Exercise description = Repeat every line of the records below word for word, leaving out the pictures.
>>>>>
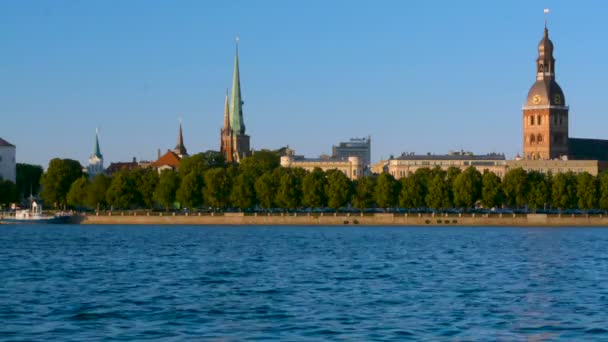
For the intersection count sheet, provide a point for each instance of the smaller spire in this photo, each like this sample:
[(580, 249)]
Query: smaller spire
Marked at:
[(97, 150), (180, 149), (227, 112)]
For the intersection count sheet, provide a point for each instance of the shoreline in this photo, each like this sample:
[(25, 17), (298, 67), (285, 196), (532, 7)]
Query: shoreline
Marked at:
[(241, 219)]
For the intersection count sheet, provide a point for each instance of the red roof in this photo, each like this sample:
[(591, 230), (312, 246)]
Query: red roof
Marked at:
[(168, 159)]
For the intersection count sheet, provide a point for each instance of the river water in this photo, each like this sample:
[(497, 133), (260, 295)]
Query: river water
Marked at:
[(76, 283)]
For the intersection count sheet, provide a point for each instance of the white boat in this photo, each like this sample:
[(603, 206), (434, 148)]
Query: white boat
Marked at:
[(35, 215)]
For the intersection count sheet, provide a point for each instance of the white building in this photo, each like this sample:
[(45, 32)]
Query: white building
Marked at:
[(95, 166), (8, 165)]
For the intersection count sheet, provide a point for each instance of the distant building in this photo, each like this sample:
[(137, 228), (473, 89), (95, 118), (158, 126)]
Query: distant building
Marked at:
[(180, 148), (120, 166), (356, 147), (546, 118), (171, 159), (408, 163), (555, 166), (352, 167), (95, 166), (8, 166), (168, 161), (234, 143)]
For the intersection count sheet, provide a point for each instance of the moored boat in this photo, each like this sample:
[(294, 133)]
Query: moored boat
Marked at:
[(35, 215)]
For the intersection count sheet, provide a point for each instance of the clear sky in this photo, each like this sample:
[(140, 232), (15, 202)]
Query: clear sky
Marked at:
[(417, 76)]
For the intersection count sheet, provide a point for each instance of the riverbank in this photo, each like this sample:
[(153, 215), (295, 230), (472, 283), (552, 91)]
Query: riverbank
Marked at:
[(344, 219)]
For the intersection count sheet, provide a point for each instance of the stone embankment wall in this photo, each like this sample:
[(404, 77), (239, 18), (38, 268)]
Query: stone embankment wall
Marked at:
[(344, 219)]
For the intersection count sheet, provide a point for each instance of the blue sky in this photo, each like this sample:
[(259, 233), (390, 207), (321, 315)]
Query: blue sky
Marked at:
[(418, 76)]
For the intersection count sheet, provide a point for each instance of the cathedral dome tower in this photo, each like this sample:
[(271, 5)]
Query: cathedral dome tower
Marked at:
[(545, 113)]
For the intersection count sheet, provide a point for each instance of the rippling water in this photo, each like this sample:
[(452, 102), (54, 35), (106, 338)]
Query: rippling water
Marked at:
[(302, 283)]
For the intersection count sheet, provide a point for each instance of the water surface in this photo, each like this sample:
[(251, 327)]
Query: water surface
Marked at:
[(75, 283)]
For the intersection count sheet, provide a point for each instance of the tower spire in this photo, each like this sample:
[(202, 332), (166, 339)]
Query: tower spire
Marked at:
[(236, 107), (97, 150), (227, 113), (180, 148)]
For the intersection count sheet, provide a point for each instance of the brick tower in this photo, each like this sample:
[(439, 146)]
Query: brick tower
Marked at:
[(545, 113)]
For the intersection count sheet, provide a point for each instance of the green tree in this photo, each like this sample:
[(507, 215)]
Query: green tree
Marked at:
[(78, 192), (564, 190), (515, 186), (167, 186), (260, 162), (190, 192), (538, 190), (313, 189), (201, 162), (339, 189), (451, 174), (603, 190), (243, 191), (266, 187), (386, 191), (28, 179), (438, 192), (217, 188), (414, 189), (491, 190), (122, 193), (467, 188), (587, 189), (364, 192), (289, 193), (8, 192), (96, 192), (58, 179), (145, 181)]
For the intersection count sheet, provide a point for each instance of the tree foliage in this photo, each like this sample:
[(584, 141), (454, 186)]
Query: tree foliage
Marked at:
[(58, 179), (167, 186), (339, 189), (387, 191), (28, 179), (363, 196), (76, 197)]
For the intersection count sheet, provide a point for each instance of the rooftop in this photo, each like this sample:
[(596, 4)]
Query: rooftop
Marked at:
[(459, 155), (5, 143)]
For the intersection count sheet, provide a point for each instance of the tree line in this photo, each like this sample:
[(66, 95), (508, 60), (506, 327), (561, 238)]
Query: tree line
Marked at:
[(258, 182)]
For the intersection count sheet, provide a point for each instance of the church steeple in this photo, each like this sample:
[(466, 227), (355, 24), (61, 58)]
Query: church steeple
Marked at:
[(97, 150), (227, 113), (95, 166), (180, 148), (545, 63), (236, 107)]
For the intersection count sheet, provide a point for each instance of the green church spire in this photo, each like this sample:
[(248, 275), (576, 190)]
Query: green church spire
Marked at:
<<<<<
Task response =
For the intersection count sheet, provide a point for each instance of the smaller spire in this photo, each like this sample:
[(580, 249)]
Query: smaller spire
Marked at:
[(97, 150), (180, 149), (227, 112)]
For the intersection count sheet, provide a point for each instance of the shoreline in this photo, each like this sample:
[(25, 17), (298, 67), (285, 196), (532, 7)]
Query: shoreline
Marked at:
[(241, 219)]
For the intersection count sheet, provide a point for each instance of the red roof in this photo, each like this sample:
[(591, 230), (312, 246)]
Query: red roof
Marked at:
[(168, 159)]
For the intersection count sheet, provide a point for each instance of the river water in this photo, each like this sample:
[(497, 133), (260, 295)]
Query: river water
Marked at:
[(76, 283)]
For the intersection count sheet, provide a point for each instance of the white boat in this photo, each like this sample:
[(603, 206), (434, 148)]
Query: white boat
Marked at:
[(35, 215)]
For the intersection count sheet, provide a point for each instance of the white building in this photo, each like this sample:
[(45, 32)]
Query: white building
Marked at:
[(95, 166), (8, 165)]
For the intersection count sheet, provide a point for each instance of the distant building in this photo, each like this sample:
[(137, 228), (473, 89), (95, 118), (158, 126)]
Query: distant building
Marked at:
[(180, 148), (120, 166), (356, 147), (546, 118), (171, 159), (408, 163), (555, 166), (352, 167), (95, 166), (8, 166), (168, 161), (234, 143)]
For the intersection count sheet, provide a point for each instance of the moored boat in this photo, each like this sample:
[(294, 133)]
Query: moored boat
Marked at:
[(35, 215)]
For the intersection count sheet, provide a point for each instance of the clear sky in this photo, each like this sample:
[(140, 232), (15, 202)]
Query: clear sky
Marked at:
[(417, 76)]
For the intersection count sheet, provide a point for each instance of the riverbank in this photo, each like this sample:
[(153, 215), (295, 230), (472, 283), (552, 91)]
Query: riverbank
Marked at:
[(344, 219)]
For the intersection count sheet, provide a point for each instance of the stone embankment wall in this photo, each like this sample:
[(404, 77), (239, 18), (38, 268)]
Query: stone embankment wall
Marked at:
[(344, 219)]
For the intersection count sheet, provide a point for each instance of the blue sky in this photo, each like this sample:
[(259, 233), (390, 207), (321, 315)]
Query: blue sky
Marked at:
[(418, 76)]
For the intersection count sheet, provide a point for each instance of the cathedral dome tower in this photo, each like this sample:
[(271, 5)]
Query: cathedral dome tower
Marked at:
[(545, 113)]
For the intersection count sheet, provide a point for each instance of the rippling water in this photo, each like this sample:
[(452, 102), (54, 35), (106, 338)]
Query: rippling water
Marked at:
[(302, 283)]
For the intersection count sheet, provide a point for each instance of the water surface in this photo, each like this sample:
[(251, 327)]
Query: water surface
Marked at:
[(75, 283)]
For the intersection count sheet, provide a point for each instance of the tower spire in this photo, each like this sample:
[(202, 332), (166, 339)]
Query: tower spire
Marked at:
[(236, 107), (97, 150), (227, 113), (180, 148)]
For the intersection count sheet, provide a point for each instance of the brick tower in this photo, each like this sample:
[(439, 146)]
Query: brick tower
Marked at:
[(545, 113)]
For the intersection count sheet, provide a point for each instance of the green tree in this photo, each like this sample:
[(507, 215)]
Query: green tree
Marked at:
[(78, 192), (564, 190), (515, 186), (167, 186), (260, 162), (190, 192), (538, 190), (313, 189), (201, 162), (339, 189), (451, 174), (603, 190), (243, 191), (266, 187), (386, 191), (28, 179), (438, 192), (217, 188), (414, 189), (491, 190), (122, 193), (467, 188), (587, 189), (364, 192), (289, 193), (8, 192), (96, 192), (58, 179), (145, 181)]
For the intersection count sheet, provide a point for each instance of the tree foliage in this photo, each like this sample:
[(584, 141), (454, 186)]
Query: tree foliage
Marked at:
[(58, 179), (167, 186), (339, 189), (387, 191), (28, 179), (363, 196), (76, 197)]
For the intersection count sheet, provide a point for each instance of the rooftop in this photo, each like this sample:
[(596, 4)]
Query: rooftop
Marked at:
[(459, 155), (5, 143)]
For the intersection count sheet, provide a point for each instance of the tree line in this photo, each like this sample:
[(66, 95), (508, 60), (506, 327), (561, 238)]
Query: tree line
Marked at:
[(258, 182)]
For the intersection count sheet, provide a point for each instance of the church steeple in this photo, each like this sample:
[(466, 227), (355, 24), (61, 58)]
Query: church steeple
Marked at:
[(97, 150), (227, 113), (95, 166), (180, 148), (545, 63), (236, 107)]
For the intersection count sheet, provide a point for each instance of the green church spire in this photo, each like this sample:
[(248, 275), (576, 190)]
Query: green church spire
Marked at:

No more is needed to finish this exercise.